Перепишите все строки данных в виде таблицы Markdown со столбцами «Номер» (порядковый номер строки) и «Строка» (её текст), пропустив пустые строки. Изображения в ответ не включайте.

····················

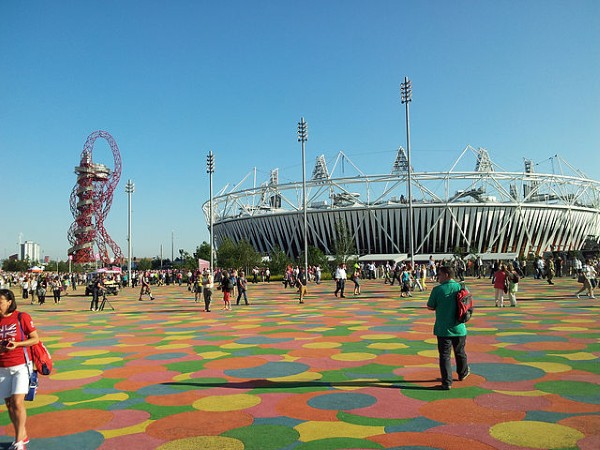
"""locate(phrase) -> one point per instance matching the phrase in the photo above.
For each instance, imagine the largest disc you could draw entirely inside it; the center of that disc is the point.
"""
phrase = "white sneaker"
(18, 446)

····················

• ОТВЕТ НА ЗАДАНИЕ
| Номер | Строка |
|---|---|
| 1 | """locate(phrase) -> one point per instance matching the phrase in the photo above. |
| 2 | For each instance, imagine the largest disc you could draw entirely inside it; the center of that disc is the point. |
| 3 | """ |
| 4 | phrase = "white sneaker" |
| 5 | (18, 446) |